#### SUPPLIED RECORDS ####

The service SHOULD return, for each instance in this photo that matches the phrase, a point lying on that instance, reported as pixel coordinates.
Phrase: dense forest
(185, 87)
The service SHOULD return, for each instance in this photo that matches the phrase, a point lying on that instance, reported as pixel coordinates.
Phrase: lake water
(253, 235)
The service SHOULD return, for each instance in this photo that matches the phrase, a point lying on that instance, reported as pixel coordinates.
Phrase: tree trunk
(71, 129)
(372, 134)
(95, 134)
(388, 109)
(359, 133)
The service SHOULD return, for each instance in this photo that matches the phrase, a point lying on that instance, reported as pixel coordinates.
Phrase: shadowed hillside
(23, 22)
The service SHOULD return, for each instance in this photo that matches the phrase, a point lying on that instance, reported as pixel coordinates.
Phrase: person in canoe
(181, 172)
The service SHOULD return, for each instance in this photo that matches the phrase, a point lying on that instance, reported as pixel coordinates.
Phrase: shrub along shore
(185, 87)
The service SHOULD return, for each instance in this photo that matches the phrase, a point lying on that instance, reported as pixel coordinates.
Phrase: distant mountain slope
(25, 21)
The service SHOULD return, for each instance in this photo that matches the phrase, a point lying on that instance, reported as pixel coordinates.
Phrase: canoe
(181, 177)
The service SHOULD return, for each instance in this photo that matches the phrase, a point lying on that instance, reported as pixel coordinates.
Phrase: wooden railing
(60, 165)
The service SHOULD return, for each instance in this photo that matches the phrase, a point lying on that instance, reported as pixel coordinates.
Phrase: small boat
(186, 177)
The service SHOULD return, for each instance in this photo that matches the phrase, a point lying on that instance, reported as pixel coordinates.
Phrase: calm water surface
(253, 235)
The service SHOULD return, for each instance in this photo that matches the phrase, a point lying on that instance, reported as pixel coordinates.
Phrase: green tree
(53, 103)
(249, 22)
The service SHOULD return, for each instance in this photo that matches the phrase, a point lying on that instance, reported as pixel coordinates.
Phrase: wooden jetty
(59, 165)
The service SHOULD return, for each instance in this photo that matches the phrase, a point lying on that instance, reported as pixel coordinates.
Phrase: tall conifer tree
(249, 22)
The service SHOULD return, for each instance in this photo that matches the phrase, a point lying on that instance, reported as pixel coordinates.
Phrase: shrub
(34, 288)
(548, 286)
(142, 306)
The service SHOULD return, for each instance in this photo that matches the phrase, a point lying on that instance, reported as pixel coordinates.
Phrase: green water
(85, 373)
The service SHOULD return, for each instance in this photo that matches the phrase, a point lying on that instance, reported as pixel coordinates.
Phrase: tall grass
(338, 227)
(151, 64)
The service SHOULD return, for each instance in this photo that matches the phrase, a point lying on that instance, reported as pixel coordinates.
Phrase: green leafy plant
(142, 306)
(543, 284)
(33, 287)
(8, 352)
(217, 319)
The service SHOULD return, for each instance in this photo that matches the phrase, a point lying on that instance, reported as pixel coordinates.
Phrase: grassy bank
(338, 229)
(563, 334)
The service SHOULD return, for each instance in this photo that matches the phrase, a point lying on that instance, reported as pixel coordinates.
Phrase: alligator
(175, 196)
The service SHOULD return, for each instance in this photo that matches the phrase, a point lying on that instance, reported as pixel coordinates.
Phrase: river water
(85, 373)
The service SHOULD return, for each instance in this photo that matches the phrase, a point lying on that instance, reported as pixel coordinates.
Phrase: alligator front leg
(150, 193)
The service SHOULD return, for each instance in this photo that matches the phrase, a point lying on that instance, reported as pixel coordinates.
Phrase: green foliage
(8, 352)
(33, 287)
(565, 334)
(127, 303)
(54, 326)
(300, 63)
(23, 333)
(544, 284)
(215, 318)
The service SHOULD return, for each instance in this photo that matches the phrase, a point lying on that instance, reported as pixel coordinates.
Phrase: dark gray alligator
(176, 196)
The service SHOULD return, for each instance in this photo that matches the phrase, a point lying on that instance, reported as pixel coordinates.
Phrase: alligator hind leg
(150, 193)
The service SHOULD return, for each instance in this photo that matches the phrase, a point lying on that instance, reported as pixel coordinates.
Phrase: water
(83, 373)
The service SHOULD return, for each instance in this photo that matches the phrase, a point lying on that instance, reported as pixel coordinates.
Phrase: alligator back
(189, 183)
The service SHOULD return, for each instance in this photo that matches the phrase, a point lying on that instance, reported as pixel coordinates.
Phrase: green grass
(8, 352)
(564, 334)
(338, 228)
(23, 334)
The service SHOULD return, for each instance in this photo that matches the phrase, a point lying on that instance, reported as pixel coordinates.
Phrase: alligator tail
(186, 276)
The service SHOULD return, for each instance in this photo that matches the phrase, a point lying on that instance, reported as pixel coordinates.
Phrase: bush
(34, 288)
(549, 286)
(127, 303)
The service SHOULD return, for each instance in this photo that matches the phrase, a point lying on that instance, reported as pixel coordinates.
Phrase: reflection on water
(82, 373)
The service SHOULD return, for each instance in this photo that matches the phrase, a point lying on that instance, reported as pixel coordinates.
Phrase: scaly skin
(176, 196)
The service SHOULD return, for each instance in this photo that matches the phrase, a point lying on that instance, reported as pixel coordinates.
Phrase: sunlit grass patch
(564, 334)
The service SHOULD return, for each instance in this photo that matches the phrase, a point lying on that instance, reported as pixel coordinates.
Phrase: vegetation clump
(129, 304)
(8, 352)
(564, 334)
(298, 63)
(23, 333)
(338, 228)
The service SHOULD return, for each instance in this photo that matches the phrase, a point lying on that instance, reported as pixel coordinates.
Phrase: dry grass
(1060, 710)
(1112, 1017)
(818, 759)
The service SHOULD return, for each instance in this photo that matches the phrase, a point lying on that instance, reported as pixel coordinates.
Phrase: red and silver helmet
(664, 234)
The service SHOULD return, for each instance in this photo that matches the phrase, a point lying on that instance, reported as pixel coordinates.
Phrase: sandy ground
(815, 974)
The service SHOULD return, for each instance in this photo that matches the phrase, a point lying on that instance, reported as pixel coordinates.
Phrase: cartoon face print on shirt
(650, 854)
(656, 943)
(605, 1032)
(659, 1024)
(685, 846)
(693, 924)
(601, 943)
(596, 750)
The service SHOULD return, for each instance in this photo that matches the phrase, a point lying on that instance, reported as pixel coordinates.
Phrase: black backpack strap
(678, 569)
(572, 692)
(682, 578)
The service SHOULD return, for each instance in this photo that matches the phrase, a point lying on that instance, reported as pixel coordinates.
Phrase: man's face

####

> **EXERCISE DETAILS**
All the entries above need to be reproduced exactly.

> **TASK ANSWER**
The service SHOULD return, for each instance in this photo that matches the phrase, a point lying on that instance, reported as pixel coordinates.
Phrase: dense forest
(185, 87)
The service SHOULD return, for each instance in this photo that matches the phrase, a point lying on that instance, reported as pixel coordinates.
Phrase: lake water
(253, 235)
The service SHOULD return, for each instance in this photo that matches the phrase, a point lying on that instance, reported as pixel coordinates.
Phrase: tree trunk
(71, 129)
(372, 134)
(95, 134)
(388, 109)
(359, 133)
The service SHOULD return, for each instance in this photo that matches the phrase, a point lying on that instance, reported as pixel coordinates.
Phrase: shadowed hillside
(23, 22)
The service SHOULD return, for each instance in this photo that matches the phrase, a point lying on that instance, reported as pixel coordinates.
Phrase: person in canoe
(181, 172)
The service SHOULD return, for each instance in this photo that matches the phrase, a point lying on that instance, reported as pixel coordinates.
Phrase: shrub along shore
(185, 87)
The service SHOULD return, for each instance in this photo that matches the phrase, a point lying on that instance, reported as pixel coordinates.
Phrase: distant mountain slope
(25, 21)
The service SHOULD return, for each instance in this photo that matches the phrase, a point lying on that instance, reported as pixel coordinates.
Phrase: canoe
(181, 177)
The service SHOULD return, for each instance in this photo that matches the phrase, a point lying on that instance, reported as pixel coordinates.
Phrase: wooden railing
(60, 165)
The service SHOULD return, for each instance in this photo that matches the phrase, a point lying on that instance, reported as pixel coordinates.
Phrase: small boat
(186, 177)
The service SHOULD return, for each instance in this photo that matches the phrase, a point lying on that instance, reported as pixel coordinates.
Phrase: calm water surface
(253, 235)
The service SHOULD return, for each instance in this photo that matches the phrase, a point lying on that instance, reported as pixel coordinates.
Phrase: green tree
(53, 103)
(249, 22)
The service SHOULD return, for each instance in this photo that matches the phrase, a point lying on that instance, reported as pixel coordinates.
Phrase: wooden jetty
(59, 165)
The service SHOULD return, for each instance in this photo that matches the phrase, a point lying on that instance, reported as pixel coordinates.
Phrase: tall conifer tree
(249, 22)
The service SHOULD return, for each instance in this photo that matches the phrase, a point lying on that instance, reported as pixel coordinates.
Phrase: shrub
(34, 288)
(548, 286)
(142, 306)
The service SHOULD return, for each instance in this photo that matches the phrase, a point lying on that instance, reported as pixel coordinates.
Phrase: green water
(85, 373)
The service SHOULD return, for each instance in this photo that matches the phrase, a point lying on that instance, reported as pixel coordinates.
Phrase: tall grass
(338, 227)
(151, 64)
The service SHOULD return, for each instance in this photo that matches the phrase, a point lying on that instance, reported as pixel coordinates.
Phrase: green leafy plant
(142, 306)
(543, 284)
(33, 287)
(8, 352)
(217, 319)
The service SHOULD return, for each instance in this photo that matches the phrase, a point lying on that instance, reported as pixel coordinates.
Phrase: grassy bank
(338, 229)
(563, 334)
The service SHOULD return, for each instance in this photo that matches the phrase, a point lying on that instance, reported as pixel coordinates.
Phrase: alligator
(175, 196)
The service SHOULD return, for each instance in this photo that matches the phrase, a point lying on that instance, reported as pixel coordinates.
Phrase: river water
(85, 373)
The service SHOULD return, for each instance in this photo that matches the phrase, a point lying on that instance, reported as pixel coordinates.
Phrase: alligator front leg
(150, 193)
The service SHOULD return, for each instance in this photo that matches the phrase, a point lying on that instance, reported as pixel coordinates.
Phrase: green foliage
(8, 352)
(33, 287)
(565, 334)
(127, 303)
(54, 326)
(300, 63)
(23, 333)
(544, 284)
(215, 318)
The service SHOULD return, for each instance in this photo that matches the phrase, a point lying on that instance, reported as pixel coordinates.
Phrase: dark gray alligator
(176, 196)
The service SHOULD return, for each instance in this photo that matches the phrase, a point lying on that instance, reported as pixel coordinates.
Phrase: alligator hind leg
(150, 193)
The service SHOULD return, for each instance in this photo that matches the phrase, a point lying on that instance, reported as pixel coordinates.
Phrase: water
(83, 373)
The service SHOULD return, for each instance in this photo that matches the phrase, a point lying on that instance, reported as pixel coordinates.
Phrase: alligator back
(189, 183)
The service SHOULD return, for each instance in this photo that matches the phrase, a point lying on that instance, reported as pixel coordinates.
Phrase: green grass
(8, 352)
(564, 334)
(338, 228)
(23, 334)
The service SHOULD return, for each instance in this photo that matches the phrase, a point lying on that instance, reported as pixel coordinates.
Phrase: alligator tail
(186, 276)
The service SHOULD return, for each instance in this photo that matches the phrase, a point lying on that instance, reported as pixel coordinates.
Phrase: bush
(34, 288)
(549, 286)
(127, 303)
The service SHOULD return, for each instance in this photo that matches the phrase, a point lying on that instance, reported as pixel coordinates.
Phrase: reflection on water
(82, 373)
The service SHOULD return, for each instance in this photo that matches the phrase, a point lying on that instance, reported as pixel coordinates.
Phrase: scaly skin
(176, 196)
The service SHOULD return, for each instance in this photo that matches the phrase, a point lying on that instance, reported as pixel coordinates.
Phrase: sunlit grass patch
(564, 334)
The service SHOULD return, for each instance in this photo that matches the phrase, a point lying on that instance, reported as pixel coordinates.
Phrase: vegetation clump
(129, 304)
(8, 352)
(564, 334)
(298, 63)
(23, 333)
(338, 228)
The service SHOULD return, for each instance in this photo that matches the phrase, a point lying on that instance, reported as pixel coordinates.
Phrase: dry grass
(1060, 710)
(1112, 1017)
(818, 759)
The service SHOULD return, for each instance in this photo that matches the phrase, a point lying on that instance, reported as pixel coordinates.
Phrase: red and silver helmet
(664, 234)
The service SHOULD return, for each instance in this photo that matches the phrase, a point lying on that instance, reported as pixel coordinates.
Phrase: sandy ground
(815, 974)
The service SHOULD return, for each instance in this photo that matches the phrase, a point lying on that instance, reported as pixel coordinates.
Phrase: cartoon face print on shirt
(650, 854)
(656, 943)
(605, 1032)
(659, 1024)
(685, 846)
(693, 924)
(601, 943)
(596, 750)
The service SHOULD return, for each instance in this photo that matches the phrase, a point lying on that instance, reported as pixel coordinates.
Phrase: black backpack strap
(678, 569)
(572, 692)
(682, 578)
The service SHOULD return, for each instance in this photo that matches the phrase, a point lying on that instance, reported as pixel coordinates.
Phrase: man's face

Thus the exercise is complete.